--- What is required ---
Stop after the line with "negative clicks: (153, 209) (200, 59)"; until then, please copy every line of the records word for word from the first.

|---|

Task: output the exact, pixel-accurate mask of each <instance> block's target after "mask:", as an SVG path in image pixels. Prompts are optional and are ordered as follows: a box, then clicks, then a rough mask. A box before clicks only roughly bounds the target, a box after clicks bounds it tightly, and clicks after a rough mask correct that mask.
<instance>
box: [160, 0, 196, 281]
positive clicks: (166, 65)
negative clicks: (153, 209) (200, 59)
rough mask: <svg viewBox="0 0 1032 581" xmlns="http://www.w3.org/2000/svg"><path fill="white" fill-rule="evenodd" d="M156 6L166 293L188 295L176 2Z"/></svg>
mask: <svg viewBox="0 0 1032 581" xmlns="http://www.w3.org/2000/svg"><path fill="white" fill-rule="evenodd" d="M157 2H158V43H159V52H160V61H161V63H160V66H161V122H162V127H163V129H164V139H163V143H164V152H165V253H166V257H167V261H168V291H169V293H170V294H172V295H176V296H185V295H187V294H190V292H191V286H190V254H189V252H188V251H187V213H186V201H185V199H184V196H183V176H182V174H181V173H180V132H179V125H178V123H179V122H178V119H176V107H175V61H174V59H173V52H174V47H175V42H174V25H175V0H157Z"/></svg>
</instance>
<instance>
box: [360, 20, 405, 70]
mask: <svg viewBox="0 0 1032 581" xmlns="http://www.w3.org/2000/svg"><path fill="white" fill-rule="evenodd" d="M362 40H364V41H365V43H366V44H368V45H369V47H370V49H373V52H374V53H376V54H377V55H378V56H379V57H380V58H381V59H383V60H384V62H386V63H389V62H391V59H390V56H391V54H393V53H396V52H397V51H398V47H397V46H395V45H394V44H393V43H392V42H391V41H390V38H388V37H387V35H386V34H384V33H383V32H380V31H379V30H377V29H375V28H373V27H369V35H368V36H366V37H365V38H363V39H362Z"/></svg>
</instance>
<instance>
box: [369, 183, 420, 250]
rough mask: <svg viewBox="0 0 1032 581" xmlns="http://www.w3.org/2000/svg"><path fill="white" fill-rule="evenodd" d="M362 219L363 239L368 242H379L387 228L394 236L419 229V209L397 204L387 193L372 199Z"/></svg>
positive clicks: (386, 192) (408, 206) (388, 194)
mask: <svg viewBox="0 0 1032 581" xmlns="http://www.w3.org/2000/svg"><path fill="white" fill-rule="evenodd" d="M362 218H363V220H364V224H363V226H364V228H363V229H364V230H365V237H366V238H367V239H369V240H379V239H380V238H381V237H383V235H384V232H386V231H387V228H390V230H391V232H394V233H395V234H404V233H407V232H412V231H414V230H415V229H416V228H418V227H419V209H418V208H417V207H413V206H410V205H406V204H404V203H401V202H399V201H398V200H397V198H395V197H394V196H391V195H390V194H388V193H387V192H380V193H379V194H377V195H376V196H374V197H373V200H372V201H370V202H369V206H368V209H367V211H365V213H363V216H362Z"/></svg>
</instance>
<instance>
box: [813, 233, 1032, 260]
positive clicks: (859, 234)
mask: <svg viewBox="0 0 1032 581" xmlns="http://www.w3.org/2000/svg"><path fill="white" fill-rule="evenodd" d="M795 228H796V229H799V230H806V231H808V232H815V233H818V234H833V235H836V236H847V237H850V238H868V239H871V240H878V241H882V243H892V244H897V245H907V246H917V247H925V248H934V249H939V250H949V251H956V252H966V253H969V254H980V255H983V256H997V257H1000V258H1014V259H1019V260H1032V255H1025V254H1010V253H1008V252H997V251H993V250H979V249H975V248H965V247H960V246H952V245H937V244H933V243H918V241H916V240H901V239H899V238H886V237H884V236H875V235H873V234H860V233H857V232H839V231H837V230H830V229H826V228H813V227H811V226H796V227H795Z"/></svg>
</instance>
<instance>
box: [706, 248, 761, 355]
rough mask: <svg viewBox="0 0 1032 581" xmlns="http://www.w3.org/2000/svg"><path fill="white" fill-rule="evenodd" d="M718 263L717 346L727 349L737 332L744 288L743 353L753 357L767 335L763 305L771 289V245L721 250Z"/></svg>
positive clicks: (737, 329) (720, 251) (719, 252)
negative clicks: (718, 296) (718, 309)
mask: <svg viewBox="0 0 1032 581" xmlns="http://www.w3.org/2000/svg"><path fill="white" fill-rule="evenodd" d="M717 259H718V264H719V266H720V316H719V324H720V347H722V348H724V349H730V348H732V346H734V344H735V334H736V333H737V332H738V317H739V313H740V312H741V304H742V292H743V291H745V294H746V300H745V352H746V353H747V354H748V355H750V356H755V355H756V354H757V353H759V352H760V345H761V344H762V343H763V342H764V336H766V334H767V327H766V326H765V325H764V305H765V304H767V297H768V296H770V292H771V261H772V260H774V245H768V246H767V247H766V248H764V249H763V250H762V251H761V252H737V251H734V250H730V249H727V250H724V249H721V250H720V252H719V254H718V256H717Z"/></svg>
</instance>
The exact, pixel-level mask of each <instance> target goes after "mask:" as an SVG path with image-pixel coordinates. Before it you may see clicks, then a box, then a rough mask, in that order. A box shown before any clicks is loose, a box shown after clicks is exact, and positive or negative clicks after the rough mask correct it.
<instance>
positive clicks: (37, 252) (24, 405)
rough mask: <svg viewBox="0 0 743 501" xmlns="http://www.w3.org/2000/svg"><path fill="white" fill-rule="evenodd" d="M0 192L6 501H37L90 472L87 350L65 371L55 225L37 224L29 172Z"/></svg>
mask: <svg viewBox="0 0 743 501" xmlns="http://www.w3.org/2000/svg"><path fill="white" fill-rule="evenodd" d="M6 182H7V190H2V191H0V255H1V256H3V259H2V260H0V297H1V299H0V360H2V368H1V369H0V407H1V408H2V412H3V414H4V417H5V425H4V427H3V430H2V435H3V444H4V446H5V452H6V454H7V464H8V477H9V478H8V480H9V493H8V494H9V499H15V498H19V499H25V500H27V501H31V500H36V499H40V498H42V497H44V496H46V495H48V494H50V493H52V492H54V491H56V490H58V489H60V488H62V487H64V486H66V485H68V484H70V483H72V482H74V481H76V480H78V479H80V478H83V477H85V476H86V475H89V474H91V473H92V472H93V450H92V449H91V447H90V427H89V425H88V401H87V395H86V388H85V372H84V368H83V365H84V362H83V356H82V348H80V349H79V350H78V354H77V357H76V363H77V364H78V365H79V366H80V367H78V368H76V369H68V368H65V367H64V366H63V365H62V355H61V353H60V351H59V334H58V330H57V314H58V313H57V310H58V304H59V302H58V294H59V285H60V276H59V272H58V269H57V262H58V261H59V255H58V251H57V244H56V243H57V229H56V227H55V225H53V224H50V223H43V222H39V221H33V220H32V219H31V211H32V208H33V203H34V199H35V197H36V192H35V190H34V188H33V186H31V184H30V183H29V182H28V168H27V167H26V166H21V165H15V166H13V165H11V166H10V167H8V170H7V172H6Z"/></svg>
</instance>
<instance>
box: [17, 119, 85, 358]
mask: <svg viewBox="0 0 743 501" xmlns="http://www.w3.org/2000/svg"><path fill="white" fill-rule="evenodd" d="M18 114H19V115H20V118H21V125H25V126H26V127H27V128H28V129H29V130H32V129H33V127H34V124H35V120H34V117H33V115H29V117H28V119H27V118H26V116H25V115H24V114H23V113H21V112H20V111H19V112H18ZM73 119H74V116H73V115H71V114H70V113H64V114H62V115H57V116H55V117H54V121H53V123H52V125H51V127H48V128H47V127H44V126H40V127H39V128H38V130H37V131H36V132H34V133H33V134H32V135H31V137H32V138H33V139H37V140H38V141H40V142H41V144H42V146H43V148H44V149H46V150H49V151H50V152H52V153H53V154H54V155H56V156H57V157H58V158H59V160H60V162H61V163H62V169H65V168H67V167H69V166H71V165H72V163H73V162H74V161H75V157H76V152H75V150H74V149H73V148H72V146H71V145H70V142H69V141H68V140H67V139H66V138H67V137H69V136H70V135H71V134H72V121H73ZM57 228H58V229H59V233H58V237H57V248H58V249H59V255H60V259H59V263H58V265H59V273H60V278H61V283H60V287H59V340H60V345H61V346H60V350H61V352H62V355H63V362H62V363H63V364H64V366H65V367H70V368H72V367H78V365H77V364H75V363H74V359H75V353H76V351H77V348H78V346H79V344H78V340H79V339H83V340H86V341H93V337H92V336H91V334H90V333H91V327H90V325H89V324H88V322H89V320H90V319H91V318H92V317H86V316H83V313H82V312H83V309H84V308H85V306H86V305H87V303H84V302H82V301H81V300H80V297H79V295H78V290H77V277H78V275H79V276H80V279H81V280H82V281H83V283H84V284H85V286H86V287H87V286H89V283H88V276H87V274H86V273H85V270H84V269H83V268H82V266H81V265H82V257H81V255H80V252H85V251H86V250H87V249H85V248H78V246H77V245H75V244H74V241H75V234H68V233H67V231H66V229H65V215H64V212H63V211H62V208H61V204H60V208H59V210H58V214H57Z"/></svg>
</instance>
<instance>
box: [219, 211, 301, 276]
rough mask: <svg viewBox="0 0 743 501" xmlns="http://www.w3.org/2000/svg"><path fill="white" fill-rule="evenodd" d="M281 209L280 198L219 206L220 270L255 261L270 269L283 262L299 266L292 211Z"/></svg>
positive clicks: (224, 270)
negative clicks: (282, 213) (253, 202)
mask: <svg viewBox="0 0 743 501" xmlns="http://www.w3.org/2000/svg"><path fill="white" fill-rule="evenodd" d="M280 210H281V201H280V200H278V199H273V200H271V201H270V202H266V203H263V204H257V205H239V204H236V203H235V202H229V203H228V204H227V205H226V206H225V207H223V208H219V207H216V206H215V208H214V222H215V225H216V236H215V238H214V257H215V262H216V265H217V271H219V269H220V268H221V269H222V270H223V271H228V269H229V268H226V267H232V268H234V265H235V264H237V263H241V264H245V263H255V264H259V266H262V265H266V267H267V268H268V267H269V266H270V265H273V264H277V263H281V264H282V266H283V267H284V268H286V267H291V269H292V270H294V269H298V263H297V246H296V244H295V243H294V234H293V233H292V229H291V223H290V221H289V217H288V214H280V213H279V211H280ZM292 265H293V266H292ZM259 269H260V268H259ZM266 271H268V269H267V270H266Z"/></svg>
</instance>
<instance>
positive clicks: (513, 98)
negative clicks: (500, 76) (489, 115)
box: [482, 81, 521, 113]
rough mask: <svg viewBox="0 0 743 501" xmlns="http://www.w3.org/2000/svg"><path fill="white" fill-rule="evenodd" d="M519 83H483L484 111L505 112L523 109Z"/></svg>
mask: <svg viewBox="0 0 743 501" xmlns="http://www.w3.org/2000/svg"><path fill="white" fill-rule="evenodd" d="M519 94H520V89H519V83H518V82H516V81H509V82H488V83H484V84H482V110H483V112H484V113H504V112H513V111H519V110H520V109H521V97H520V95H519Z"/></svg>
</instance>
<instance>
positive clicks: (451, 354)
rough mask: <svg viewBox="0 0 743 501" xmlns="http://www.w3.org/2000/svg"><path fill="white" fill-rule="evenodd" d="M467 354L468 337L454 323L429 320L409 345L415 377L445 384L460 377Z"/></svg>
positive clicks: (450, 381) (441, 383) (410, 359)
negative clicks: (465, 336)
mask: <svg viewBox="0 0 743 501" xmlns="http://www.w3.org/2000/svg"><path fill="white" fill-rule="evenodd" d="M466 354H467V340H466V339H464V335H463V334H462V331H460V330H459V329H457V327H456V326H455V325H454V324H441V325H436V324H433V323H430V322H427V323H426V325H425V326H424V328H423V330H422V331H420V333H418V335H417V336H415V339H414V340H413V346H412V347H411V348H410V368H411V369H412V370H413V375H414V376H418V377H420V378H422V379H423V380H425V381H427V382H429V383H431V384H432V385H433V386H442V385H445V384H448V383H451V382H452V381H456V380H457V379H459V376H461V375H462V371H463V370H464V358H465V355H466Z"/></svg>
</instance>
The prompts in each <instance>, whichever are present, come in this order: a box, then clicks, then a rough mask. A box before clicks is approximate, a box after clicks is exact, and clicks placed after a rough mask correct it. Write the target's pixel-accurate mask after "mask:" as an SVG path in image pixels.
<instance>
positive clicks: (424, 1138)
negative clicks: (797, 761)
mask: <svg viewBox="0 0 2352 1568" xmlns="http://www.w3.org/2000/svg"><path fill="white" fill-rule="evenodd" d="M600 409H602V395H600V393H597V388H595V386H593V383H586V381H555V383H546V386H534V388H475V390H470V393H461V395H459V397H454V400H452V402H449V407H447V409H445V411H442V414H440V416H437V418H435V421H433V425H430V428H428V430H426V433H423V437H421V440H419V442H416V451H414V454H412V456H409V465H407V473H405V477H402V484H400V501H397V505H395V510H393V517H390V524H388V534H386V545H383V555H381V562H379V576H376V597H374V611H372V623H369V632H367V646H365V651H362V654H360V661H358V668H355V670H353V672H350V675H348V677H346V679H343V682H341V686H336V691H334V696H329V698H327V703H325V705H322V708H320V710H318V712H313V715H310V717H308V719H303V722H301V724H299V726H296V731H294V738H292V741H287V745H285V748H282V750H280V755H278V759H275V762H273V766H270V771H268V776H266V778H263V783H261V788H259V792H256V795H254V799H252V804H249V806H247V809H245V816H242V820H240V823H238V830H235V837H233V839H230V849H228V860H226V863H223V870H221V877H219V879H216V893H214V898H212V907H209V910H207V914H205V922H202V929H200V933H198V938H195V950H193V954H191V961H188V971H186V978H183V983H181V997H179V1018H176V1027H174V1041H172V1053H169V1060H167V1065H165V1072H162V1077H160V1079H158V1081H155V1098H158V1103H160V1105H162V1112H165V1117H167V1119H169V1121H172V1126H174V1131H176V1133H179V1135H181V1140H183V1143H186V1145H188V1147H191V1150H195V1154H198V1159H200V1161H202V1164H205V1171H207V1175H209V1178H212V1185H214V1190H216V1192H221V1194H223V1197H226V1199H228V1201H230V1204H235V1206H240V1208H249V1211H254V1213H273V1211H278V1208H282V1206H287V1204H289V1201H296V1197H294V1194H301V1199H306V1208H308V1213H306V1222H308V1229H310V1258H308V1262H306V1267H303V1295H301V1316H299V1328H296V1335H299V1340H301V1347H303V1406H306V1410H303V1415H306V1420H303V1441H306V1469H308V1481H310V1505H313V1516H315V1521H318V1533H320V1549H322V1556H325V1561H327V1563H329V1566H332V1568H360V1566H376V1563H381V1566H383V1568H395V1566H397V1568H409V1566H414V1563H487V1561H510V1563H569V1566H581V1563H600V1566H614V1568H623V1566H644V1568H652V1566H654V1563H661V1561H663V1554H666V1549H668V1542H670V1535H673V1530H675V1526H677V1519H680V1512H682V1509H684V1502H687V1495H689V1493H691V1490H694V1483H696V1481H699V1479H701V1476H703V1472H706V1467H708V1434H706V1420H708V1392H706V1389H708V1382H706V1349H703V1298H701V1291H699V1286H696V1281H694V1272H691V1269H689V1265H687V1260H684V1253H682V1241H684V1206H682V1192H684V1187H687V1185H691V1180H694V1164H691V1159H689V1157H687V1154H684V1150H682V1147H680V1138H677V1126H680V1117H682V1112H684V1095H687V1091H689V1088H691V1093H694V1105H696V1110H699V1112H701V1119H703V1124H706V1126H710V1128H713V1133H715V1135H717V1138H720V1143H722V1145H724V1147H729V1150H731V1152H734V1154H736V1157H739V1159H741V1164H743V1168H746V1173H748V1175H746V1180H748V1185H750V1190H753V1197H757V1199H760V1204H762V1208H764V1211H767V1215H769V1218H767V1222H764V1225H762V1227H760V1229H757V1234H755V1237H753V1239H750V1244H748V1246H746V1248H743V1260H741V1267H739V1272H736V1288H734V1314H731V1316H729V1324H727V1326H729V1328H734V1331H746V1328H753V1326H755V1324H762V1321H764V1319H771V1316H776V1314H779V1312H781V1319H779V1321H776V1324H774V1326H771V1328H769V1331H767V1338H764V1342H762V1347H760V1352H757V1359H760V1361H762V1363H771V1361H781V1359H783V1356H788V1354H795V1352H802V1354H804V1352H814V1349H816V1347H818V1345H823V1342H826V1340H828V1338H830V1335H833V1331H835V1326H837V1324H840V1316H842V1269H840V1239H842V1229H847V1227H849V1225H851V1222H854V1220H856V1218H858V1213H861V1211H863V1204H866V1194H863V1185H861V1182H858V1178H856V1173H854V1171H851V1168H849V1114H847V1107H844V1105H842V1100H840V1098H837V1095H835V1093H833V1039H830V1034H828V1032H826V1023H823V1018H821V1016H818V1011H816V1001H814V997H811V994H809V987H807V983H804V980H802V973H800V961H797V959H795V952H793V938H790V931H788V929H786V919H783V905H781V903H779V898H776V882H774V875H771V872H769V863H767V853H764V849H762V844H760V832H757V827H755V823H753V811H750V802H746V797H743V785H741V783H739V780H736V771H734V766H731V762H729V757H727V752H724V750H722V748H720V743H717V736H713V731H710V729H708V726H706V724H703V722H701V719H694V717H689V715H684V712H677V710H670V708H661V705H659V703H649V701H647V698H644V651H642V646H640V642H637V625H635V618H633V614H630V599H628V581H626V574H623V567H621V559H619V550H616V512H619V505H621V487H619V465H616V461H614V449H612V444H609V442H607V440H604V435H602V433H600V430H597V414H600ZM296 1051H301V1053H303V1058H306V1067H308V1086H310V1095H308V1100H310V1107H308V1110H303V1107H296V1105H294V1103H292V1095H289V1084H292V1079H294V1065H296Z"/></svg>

|---|

--- Output of the task ---
Task: output the exact, pixel-accurate mask of each <instance> block's target after "mask:", as an SVG path in image pixels. Prompts are optional and are ordered as follows: a box, then clicks, then a rough mask. A box before clicks only roughly bounds the target, a box after clicks bounds it tightly, and clicks after a rough mask correct that mask.
<instance>
box: [160, 0, 196, 281]
positive clicks: (166, 65)
negative clicks: (153, 209) (200, 59)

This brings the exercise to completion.